Text under study
****************************************

Keywords

cancer pain management, clinical trial, pain scale, quality improvement, quality of care, simulation

 

Authors

  1. Harting, Brian MD
  2. Abrams, Richard MD
  3. Hasler, Scott MD
  4. Odwazny, Richard MS, FACHE
  5. McNutt, Robert MD, FACP

Abstract

Context: A computer simulator of pain care provided an environment for residents to learn to (1) rapidly induce pain relief; (2) measure pain scores at appropriate time intervals; (3) use induction doses to estimate, early in care, the long-acting pain medication requirements; and (4) escalate long-acting agents to ensure a smooth and nonvarying pain-control curve. We studied whether lessons learned on the simulator translated into improved pain control for patients with cancer-related pain crises.

 

Study Design and Measures: We compared pain scores for 48 hours in 2 groups: 20 patients admitted consecutively, solely because of an acute exacerbation of pain, prior to training our residents on a simulator and 20 patients post-training. Training at the beginning of an oncology rotation consisted of education about pain control followed by practice on simulated cases of patients with cancer-related pain crises. Outcome measures were average pain scores compared using linear regression and the frequency of using long-acting agents early in a patient's care.

 

Results: Pain control in the first 48 hours of care improved in the postintervention period; the slope of the pain scores actually increased in the preintervention period and declined in the postintervention period (P < .0005). Residents used long-acting agents early in patients' care in 35% (7/20) in the preperiod and 90% (18/20) in the postperiod (P < .001).

 

Conclusions: Residents developed pain care treatment skills on a computer-based simulator that translated into improved control of acute, cancer-related pain.

****************************************

Activity list
**1)** According to the abstract, why did the simulator teach residents to use induction doses? Answer in one to three sentences.
**2)** State whether each statement agrees with the abstract, answering yes or no and quoting the words of the abstract that decide it. (a) Each of the two compared groups had 20 patients. (b) Pain scores were compared over a 72-hour period. (c) Before training, residents used long-acting agents early in care in 90% of cases.
Work only from the abstract.

Records from a data source
****************************************

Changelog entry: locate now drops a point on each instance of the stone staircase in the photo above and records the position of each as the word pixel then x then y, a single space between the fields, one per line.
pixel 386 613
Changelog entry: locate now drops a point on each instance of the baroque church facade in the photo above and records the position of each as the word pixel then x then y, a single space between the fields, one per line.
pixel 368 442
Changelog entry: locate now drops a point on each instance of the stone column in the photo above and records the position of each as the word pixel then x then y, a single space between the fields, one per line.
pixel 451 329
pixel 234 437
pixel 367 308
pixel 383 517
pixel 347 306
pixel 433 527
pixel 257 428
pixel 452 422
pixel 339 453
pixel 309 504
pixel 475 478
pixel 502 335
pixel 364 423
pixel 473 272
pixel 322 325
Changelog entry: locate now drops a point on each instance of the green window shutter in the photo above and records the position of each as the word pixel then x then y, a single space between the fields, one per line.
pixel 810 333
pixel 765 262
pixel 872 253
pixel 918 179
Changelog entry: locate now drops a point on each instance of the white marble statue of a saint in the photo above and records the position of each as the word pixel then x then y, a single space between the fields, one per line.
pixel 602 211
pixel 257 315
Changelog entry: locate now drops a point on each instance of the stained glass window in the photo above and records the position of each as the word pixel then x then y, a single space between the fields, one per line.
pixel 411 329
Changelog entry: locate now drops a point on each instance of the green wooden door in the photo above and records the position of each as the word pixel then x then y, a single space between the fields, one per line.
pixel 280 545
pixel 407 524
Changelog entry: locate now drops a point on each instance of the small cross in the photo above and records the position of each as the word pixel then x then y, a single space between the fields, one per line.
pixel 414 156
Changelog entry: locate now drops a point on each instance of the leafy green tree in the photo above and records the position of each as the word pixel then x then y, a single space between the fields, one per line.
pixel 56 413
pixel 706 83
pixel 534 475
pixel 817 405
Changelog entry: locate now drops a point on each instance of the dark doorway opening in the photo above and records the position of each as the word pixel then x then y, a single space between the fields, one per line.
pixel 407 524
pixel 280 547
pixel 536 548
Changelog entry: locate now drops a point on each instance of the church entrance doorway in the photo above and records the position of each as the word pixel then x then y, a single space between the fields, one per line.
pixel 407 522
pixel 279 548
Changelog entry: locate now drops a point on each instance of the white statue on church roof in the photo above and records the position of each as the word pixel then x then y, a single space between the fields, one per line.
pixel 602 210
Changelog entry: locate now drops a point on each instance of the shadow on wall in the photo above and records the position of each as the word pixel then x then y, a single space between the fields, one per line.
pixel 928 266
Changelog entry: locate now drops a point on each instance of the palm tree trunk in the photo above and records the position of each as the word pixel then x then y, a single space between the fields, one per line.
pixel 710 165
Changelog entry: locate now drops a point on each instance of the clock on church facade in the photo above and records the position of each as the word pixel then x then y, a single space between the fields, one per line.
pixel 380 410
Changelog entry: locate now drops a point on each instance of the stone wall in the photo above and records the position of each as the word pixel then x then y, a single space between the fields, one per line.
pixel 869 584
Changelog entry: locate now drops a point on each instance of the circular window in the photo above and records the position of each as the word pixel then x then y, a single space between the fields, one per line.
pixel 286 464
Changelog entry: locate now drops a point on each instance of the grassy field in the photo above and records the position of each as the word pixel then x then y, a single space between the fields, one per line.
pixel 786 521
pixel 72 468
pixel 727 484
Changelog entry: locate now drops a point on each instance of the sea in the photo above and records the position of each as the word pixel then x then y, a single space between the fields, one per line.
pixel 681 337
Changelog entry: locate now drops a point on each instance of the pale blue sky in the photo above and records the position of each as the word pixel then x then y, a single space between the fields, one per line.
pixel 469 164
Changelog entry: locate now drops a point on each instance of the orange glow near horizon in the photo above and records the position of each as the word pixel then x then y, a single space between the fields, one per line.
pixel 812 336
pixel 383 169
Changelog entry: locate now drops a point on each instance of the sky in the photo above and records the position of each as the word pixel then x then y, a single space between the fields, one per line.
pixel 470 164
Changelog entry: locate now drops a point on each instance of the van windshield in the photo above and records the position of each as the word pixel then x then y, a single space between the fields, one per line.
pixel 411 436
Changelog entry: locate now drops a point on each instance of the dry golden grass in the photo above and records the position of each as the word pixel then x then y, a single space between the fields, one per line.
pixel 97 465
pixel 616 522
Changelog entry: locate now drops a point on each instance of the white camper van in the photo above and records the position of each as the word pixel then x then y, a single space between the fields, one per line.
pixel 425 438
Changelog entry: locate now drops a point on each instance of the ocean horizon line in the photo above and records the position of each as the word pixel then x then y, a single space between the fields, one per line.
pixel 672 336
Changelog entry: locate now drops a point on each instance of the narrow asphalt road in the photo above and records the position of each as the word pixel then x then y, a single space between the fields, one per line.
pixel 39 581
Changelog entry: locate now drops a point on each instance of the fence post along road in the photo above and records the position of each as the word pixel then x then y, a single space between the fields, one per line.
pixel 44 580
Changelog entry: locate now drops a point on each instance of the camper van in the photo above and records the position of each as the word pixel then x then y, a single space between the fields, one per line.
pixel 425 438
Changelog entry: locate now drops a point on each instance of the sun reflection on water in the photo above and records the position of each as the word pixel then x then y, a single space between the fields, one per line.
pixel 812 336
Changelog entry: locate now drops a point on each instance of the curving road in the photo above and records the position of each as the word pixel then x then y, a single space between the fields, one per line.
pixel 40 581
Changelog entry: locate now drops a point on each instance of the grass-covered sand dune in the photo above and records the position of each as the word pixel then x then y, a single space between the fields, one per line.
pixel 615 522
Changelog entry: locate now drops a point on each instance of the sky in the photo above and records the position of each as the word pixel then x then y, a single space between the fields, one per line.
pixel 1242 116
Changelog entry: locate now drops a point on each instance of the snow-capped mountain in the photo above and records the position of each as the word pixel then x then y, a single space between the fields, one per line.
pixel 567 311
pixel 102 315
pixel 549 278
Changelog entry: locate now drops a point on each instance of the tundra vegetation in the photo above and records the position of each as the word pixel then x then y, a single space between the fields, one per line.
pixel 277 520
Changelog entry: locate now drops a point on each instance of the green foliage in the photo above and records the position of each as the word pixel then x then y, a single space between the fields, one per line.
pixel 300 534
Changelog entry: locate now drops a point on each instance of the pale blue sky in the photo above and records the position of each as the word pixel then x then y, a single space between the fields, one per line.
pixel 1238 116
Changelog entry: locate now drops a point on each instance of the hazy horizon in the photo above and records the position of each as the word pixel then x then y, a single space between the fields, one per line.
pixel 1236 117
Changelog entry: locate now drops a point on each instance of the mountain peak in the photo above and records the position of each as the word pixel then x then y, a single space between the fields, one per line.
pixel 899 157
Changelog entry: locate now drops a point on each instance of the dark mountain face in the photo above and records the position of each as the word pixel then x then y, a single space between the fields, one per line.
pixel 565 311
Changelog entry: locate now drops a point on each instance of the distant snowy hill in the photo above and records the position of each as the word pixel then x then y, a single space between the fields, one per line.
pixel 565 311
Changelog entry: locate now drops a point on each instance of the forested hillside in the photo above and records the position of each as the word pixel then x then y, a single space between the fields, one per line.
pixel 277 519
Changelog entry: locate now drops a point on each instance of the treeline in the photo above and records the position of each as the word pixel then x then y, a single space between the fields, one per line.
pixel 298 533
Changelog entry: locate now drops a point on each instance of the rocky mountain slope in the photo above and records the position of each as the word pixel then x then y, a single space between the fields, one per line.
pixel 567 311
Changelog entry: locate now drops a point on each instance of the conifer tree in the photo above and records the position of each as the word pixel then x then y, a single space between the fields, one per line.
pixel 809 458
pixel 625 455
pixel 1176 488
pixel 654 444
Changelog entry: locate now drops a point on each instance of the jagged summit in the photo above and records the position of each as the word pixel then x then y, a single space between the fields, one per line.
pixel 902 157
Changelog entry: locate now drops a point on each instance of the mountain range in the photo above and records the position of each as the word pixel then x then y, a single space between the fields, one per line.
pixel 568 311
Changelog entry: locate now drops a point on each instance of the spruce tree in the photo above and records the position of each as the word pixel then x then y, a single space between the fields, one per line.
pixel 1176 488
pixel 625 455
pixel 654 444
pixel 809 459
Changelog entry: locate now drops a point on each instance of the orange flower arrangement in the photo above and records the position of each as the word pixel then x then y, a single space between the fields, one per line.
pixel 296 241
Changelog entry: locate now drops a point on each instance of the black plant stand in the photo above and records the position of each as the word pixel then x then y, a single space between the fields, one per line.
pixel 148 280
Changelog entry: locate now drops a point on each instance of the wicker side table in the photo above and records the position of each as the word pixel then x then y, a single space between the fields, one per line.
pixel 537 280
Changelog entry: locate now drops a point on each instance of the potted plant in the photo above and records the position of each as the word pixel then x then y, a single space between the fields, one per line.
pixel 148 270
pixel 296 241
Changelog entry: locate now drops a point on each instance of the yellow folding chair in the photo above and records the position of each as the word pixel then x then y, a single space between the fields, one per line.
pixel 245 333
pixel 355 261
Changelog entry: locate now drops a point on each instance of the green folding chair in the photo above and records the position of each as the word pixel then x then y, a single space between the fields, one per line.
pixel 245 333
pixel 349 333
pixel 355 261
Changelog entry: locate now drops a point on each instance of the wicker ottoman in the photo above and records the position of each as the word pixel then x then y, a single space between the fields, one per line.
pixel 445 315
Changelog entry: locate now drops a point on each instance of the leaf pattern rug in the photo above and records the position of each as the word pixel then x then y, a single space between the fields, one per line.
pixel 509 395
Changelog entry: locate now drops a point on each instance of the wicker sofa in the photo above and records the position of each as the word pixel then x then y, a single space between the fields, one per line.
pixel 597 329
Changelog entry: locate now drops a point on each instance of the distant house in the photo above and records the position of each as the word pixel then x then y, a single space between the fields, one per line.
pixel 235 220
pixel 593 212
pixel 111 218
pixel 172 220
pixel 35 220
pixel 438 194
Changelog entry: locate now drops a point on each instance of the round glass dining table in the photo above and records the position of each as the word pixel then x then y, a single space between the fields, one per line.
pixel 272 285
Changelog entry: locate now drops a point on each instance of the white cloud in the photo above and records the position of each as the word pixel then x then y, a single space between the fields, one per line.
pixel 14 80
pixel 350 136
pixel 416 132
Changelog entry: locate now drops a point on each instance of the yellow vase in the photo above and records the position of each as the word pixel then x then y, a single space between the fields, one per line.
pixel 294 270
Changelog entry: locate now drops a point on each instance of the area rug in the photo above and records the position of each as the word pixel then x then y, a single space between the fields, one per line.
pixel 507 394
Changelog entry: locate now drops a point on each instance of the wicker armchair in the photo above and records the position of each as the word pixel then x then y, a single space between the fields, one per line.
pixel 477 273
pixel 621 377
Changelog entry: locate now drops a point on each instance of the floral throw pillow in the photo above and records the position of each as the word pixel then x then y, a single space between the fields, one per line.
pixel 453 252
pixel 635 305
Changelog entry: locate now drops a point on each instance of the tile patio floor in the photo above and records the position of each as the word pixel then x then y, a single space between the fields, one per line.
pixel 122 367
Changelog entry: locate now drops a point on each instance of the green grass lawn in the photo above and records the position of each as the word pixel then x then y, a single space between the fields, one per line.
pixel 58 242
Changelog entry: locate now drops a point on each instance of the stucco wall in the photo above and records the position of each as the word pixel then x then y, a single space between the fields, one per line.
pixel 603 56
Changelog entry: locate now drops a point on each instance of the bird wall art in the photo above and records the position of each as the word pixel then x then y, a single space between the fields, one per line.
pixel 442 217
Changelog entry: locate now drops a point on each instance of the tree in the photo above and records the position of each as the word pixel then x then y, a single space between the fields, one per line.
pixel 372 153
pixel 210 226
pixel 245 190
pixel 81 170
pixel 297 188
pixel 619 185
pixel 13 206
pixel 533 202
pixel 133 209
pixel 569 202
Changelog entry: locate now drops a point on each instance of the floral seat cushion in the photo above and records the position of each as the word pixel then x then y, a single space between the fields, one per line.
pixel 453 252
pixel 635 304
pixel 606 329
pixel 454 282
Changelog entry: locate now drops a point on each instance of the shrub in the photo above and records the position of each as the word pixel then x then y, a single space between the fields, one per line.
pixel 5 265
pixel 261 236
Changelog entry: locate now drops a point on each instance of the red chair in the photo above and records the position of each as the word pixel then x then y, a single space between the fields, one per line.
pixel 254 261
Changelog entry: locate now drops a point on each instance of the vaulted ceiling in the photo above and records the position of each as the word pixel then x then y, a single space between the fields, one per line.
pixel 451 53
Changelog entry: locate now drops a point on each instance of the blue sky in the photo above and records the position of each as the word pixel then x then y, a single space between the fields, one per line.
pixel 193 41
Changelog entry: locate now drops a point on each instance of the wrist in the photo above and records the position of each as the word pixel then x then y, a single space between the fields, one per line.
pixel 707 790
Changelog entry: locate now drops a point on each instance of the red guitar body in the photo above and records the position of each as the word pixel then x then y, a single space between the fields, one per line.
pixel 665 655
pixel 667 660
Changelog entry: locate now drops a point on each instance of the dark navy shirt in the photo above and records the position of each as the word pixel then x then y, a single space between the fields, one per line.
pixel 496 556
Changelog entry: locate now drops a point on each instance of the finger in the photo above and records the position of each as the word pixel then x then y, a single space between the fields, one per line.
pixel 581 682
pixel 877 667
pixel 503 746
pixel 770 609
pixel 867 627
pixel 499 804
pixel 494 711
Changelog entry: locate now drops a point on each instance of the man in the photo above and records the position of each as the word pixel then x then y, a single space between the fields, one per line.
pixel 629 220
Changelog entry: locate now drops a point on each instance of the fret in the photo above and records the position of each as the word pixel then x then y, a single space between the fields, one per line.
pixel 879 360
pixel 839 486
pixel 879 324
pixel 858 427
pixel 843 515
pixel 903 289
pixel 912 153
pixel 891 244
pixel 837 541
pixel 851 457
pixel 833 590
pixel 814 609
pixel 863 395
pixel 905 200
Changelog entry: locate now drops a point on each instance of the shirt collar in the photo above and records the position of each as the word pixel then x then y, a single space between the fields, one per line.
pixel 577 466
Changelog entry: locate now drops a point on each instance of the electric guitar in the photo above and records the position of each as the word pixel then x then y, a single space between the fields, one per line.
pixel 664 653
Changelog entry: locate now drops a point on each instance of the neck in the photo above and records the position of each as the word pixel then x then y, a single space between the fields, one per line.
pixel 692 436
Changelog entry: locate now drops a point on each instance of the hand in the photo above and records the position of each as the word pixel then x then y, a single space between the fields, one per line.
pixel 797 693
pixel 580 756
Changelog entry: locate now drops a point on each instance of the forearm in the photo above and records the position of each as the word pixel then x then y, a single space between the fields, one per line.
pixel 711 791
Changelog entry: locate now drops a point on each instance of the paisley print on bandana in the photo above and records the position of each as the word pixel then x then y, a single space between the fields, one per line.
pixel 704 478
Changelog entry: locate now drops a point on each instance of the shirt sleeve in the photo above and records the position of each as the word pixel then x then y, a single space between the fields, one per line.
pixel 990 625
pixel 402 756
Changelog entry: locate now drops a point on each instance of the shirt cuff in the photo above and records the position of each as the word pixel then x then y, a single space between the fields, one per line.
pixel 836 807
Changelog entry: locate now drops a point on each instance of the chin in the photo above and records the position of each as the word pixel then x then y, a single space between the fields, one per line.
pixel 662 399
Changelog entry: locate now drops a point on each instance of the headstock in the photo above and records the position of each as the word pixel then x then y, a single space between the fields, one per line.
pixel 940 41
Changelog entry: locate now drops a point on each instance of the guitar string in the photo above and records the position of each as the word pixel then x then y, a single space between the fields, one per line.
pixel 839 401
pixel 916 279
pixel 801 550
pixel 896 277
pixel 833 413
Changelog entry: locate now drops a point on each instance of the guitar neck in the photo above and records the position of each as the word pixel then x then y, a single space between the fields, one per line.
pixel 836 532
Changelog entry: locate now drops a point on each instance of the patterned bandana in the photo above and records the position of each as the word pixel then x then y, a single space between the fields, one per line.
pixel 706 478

****************************************

Results of the exercise
**1)** Residents learned to use induction doses to estimate the long-acting pain medication requirements early in care.

**2)**
(a) Yes: "20 patients admitted consecutively, solely because of an acute exacerbation of pain, prior to training our residents on a simulator and 20 patients post-training."
(b) No: "We compared pain scores for 48 hours in 2 groups."
(c) No: "Residents used long-acting agents early in patients' care in 35% (7/20) in the preperiod."